[Pointing and labeling entries]
========
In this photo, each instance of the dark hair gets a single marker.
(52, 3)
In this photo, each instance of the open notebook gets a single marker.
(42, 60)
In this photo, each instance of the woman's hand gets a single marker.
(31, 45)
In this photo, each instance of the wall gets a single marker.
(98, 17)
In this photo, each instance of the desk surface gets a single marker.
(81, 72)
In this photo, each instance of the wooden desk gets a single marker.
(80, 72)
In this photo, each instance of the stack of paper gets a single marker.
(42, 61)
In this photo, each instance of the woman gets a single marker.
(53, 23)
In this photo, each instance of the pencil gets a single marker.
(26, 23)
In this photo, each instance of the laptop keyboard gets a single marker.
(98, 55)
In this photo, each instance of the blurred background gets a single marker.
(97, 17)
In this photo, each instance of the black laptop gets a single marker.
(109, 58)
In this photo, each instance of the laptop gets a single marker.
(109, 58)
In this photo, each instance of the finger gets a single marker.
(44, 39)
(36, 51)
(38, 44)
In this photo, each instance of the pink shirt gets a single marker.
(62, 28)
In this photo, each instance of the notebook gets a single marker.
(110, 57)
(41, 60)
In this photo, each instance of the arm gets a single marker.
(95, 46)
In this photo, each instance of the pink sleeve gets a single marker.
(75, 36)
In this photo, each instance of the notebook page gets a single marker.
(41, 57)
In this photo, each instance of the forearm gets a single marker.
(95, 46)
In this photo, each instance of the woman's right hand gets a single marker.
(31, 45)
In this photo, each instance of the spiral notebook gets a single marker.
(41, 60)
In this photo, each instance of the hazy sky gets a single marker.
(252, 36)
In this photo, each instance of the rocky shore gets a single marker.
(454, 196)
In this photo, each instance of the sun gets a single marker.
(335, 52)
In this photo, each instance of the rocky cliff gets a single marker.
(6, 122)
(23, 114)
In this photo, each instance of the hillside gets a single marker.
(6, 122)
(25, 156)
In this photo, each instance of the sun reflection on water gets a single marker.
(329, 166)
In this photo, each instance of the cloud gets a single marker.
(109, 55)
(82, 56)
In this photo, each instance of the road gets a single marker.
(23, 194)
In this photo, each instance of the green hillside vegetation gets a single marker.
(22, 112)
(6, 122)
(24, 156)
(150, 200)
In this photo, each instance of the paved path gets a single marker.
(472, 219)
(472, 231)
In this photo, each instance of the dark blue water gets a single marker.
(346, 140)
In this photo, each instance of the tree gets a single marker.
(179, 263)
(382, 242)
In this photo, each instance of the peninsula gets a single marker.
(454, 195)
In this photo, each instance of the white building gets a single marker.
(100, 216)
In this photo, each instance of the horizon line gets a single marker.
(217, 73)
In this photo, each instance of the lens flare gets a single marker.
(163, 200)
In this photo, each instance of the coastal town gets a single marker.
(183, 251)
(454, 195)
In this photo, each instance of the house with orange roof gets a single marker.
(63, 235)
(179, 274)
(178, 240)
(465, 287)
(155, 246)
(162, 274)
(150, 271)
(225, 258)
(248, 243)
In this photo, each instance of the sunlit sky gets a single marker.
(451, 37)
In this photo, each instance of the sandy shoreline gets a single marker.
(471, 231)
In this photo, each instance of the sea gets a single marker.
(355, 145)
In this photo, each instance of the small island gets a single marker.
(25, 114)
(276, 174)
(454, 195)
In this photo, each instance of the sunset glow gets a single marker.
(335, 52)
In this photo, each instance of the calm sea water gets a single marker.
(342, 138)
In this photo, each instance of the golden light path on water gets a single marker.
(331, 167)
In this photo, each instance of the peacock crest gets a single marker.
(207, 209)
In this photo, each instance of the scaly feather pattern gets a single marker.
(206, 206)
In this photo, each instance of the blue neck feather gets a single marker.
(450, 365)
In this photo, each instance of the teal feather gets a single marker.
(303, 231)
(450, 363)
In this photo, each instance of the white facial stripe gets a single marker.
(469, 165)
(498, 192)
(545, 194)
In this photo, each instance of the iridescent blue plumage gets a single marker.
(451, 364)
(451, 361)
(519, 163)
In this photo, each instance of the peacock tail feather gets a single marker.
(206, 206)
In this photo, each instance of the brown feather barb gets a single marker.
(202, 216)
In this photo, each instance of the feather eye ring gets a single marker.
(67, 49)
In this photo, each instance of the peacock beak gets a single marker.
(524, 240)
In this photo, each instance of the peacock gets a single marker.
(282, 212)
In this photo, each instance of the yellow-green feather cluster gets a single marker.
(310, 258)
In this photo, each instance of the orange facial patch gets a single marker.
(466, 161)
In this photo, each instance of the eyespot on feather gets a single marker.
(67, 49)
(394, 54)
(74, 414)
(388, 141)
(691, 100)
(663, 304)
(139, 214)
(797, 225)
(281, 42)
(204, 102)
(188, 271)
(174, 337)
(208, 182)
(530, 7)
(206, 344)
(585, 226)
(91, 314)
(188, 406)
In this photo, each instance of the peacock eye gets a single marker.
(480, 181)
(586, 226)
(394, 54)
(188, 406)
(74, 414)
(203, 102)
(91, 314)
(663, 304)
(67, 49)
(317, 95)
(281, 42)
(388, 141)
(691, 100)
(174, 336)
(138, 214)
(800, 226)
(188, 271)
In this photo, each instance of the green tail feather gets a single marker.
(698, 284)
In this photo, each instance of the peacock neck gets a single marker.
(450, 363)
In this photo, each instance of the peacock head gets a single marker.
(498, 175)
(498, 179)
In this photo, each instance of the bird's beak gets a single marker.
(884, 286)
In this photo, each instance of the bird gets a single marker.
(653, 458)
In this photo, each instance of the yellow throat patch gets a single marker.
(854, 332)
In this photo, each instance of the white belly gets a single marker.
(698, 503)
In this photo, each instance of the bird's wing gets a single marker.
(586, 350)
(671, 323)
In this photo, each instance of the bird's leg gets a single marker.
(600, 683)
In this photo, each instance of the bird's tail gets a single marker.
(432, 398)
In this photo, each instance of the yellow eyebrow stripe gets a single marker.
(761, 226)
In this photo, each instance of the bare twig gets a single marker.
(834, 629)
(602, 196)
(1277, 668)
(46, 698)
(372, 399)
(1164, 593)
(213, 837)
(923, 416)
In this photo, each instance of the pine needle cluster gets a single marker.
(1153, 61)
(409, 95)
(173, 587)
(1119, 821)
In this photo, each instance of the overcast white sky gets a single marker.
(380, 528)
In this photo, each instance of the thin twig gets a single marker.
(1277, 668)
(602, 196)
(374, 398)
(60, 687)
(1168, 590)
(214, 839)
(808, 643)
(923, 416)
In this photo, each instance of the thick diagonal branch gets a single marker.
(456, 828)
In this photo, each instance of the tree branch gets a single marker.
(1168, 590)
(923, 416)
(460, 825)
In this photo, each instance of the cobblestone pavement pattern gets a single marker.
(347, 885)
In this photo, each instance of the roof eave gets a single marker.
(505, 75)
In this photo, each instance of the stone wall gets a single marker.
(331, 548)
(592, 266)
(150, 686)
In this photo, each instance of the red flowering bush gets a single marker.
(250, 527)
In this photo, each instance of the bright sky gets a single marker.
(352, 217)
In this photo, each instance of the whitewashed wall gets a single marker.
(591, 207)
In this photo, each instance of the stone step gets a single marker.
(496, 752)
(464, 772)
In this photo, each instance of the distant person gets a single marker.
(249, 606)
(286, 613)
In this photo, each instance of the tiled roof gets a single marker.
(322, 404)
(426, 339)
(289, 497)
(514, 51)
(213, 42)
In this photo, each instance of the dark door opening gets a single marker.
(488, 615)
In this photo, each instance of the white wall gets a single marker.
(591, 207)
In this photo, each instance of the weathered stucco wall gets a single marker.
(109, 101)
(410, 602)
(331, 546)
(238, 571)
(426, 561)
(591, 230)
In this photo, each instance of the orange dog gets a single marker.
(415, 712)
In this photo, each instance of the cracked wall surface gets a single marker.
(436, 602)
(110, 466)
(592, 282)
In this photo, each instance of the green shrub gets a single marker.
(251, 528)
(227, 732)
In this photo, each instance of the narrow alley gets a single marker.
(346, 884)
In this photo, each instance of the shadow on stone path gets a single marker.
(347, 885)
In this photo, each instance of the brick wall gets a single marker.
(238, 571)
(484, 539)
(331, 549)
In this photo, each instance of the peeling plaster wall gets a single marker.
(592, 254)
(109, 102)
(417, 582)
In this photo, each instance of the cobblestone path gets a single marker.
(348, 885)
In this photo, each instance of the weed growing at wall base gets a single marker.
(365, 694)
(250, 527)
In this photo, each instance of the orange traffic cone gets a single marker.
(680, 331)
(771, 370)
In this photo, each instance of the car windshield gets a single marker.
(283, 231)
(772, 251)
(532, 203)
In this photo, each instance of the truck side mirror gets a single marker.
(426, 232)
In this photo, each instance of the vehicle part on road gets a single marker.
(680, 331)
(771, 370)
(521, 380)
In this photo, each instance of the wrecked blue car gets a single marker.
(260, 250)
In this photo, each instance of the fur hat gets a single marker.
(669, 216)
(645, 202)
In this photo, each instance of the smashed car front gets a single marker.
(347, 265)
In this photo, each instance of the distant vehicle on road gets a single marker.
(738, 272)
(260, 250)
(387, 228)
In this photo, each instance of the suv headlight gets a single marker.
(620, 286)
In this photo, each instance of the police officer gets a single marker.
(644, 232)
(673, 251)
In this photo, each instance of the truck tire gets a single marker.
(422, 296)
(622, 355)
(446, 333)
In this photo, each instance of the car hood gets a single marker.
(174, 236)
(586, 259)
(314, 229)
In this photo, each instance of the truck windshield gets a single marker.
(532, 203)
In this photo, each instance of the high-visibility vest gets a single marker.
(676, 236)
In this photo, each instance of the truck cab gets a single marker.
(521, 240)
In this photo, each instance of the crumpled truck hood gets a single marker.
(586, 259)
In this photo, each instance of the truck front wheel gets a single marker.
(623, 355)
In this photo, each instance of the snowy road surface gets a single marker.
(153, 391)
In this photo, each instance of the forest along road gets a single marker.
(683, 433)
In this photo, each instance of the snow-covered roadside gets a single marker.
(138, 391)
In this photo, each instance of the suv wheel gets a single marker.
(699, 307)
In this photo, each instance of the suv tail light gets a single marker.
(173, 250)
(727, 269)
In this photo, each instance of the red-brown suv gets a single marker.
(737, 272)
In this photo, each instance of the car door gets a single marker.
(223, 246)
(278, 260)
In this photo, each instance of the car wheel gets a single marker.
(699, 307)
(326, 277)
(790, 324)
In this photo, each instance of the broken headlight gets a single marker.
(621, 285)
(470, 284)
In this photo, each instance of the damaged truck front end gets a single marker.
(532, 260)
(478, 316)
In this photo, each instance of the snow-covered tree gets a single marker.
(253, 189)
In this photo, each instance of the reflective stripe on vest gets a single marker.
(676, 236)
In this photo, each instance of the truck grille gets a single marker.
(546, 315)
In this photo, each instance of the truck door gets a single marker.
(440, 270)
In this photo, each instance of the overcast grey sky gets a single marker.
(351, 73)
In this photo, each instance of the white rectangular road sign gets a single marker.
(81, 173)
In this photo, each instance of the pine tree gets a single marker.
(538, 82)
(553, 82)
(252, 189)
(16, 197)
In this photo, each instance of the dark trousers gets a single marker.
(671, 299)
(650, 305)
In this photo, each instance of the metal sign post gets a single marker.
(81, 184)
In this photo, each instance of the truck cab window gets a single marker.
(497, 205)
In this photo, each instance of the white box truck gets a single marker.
========
Copy out the lines verbatim, beginning at the line that contains "In this photo, each instance of the bird gets" and ending after the line that contains "(1119, 821)".

In this photo, each instance of the bird gets a single marker.
(653, 458)
In this photo, each instance of the yellow throat patch gets a single marker.
(854, 332)
In this photo, each instance of the white belly gets a single marker.
(698, 503)
In this photo, each instance of the bird's wing gets a single marker.
(586, 350)
(671, 323)
In this photo, each instance of the bird's leg gets a single marker.
(600, 683)
In this photo, each instance of the bird's tail gets a single marker.
(432, 398)
In this photo, each instance of the yellow eyebrow stripe gets a single marker.
(761, 226)
In this photo, each instance of the bare twig gets a single marker.
(834, 629)
(602, 196)
(1277, 668)
(46, 698)
(372, 399)
(1164, 593)
(213, 837)
(923, 416)
In this photo, each instance of the pine needle cluster gets a single marker.
(1153, 61)
(409, 95)
(173, 587)
(1119, 821)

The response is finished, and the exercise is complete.